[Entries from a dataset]
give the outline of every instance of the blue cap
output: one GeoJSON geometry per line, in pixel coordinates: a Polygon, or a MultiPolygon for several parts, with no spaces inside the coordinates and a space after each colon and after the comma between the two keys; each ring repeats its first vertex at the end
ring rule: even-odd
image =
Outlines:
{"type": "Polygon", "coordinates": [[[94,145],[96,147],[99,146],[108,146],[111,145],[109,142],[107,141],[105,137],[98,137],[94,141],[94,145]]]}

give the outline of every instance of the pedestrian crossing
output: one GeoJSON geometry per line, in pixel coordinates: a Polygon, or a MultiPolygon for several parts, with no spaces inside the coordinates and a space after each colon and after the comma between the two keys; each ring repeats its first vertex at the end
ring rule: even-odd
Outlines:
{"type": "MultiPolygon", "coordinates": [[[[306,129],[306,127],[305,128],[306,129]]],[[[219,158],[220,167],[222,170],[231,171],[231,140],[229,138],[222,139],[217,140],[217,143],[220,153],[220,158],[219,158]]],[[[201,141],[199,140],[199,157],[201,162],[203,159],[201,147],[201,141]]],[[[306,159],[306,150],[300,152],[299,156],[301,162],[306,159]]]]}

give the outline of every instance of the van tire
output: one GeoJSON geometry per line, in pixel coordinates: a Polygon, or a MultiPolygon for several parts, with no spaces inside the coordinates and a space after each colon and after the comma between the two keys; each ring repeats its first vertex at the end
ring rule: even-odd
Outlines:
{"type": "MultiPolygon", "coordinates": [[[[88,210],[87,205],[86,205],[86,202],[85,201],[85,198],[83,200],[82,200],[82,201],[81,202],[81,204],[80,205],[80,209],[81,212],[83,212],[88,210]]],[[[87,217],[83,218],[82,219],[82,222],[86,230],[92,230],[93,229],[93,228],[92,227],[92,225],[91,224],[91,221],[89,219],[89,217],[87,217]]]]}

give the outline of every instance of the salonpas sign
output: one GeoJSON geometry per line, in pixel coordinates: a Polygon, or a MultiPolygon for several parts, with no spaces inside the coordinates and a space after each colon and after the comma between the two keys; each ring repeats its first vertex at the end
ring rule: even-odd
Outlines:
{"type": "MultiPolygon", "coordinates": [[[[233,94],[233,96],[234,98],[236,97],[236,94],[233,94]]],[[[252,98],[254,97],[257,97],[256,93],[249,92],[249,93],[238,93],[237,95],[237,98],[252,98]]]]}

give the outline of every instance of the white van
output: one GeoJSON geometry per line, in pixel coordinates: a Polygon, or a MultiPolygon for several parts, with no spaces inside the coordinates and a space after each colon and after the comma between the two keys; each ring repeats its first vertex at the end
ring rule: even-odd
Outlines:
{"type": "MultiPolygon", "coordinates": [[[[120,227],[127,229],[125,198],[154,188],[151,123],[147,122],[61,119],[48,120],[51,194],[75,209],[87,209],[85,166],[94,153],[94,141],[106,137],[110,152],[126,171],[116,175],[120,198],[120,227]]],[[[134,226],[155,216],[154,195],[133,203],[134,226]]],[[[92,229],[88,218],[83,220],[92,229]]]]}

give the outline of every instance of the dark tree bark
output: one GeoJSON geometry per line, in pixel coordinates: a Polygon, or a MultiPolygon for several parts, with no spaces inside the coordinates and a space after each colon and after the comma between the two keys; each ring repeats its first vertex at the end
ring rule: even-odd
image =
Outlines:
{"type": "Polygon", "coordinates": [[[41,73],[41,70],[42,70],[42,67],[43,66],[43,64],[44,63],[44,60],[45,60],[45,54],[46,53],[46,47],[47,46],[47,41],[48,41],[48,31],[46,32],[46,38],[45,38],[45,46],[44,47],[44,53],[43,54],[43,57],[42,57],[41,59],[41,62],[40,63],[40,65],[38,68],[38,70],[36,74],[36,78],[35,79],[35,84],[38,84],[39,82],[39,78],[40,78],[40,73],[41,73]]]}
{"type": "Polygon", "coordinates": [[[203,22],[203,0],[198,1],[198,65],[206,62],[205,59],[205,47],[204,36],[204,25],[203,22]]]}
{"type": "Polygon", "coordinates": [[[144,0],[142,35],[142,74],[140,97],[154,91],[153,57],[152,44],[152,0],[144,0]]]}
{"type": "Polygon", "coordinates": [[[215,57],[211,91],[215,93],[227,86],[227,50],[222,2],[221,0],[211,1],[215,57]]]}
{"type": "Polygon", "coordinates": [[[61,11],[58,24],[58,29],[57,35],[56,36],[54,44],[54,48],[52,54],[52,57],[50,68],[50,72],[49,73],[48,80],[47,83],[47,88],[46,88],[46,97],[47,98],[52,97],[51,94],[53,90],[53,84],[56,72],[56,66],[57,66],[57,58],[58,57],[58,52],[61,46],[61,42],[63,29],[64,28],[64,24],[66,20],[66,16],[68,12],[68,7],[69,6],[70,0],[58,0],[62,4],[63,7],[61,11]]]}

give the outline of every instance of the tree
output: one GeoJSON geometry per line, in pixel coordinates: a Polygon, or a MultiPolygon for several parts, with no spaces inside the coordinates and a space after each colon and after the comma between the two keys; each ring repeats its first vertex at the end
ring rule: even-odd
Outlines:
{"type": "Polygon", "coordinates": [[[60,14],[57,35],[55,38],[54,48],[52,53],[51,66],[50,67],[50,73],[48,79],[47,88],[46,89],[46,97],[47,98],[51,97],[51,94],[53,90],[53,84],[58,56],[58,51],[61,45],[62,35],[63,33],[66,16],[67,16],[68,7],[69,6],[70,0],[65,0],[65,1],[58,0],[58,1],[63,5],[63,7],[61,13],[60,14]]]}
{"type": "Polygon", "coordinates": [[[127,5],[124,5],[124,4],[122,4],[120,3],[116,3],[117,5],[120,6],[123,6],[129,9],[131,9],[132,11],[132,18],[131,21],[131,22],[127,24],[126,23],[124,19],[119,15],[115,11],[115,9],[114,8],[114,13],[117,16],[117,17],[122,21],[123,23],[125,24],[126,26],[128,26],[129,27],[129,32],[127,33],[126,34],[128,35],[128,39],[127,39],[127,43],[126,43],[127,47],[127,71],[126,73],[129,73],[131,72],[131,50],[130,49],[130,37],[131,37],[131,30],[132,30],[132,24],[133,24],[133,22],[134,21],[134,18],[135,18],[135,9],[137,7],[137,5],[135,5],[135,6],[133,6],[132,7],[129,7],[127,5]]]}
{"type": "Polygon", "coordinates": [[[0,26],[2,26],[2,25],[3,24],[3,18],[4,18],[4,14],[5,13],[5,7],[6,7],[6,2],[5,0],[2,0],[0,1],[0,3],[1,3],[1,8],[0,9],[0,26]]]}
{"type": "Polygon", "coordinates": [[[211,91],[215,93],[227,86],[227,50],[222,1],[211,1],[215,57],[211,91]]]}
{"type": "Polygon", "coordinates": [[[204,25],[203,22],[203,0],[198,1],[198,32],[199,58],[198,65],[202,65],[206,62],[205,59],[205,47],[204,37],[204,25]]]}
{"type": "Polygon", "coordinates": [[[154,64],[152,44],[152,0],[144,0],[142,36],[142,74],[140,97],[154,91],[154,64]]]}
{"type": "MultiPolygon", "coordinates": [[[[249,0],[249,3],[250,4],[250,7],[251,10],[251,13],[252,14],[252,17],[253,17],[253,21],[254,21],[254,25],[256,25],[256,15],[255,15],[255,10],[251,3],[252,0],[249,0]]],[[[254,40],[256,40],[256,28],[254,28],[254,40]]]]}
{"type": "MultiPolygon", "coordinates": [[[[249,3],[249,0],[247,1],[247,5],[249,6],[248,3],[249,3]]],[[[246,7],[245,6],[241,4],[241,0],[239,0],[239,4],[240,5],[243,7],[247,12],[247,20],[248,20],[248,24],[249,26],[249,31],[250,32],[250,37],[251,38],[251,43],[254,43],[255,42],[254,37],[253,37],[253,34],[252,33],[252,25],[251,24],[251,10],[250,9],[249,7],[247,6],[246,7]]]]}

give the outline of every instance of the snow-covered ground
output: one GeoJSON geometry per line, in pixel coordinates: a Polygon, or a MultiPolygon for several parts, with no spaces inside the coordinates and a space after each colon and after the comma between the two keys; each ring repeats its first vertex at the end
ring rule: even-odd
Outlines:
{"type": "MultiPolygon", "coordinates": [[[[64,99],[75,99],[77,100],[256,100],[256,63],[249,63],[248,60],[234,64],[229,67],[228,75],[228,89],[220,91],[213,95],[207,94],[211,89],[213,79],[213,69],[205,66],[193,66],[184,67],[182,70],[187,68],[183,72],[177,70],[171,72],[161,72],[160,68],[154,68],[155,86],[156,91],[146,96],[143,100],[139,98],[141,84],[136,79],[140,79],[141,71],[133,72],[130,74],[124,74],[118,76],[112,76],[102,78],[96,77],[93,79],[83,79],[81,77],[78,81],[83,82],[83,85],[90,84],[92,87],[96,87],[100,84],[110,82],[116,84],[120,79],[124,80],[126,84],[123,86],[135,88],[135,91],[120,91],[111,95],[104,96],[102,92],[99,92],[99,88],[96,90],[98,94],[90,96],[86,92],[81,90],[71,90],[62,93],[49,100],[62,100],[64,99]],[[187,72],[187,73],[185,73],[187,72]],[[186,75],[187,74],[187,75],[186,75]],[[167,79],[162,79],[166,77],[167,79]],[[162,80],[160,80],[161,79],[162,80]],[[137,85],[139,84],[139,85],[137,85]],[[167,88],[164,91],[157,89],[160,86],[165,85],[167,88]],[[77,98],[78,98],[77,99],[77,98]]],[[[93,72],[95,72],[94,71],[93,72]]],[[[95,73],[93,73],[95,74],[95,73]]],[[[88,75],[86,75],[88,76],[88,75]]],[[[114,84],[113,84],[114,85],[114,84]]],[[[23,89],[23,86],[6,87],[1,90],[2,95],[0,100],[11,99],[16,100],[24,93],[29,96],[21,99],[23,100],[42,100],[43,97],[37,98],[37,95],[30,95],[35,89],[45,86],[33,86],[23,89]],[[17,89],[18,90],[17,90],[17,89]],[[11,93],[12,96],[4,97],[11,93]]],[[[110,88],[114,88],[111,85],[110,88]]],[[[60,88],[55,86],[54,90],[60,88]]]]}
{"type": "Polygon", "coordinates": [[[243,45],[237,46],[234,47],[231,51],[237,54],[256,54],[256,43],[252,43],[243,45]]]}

#### TASK OBJECTIVE
Find every line in the rows above that contains the word "tree" and copy each of those lines.

#### TASK SOLUTION
give the outline of every instance of the dark tree bark
give the outline of every instance of the tree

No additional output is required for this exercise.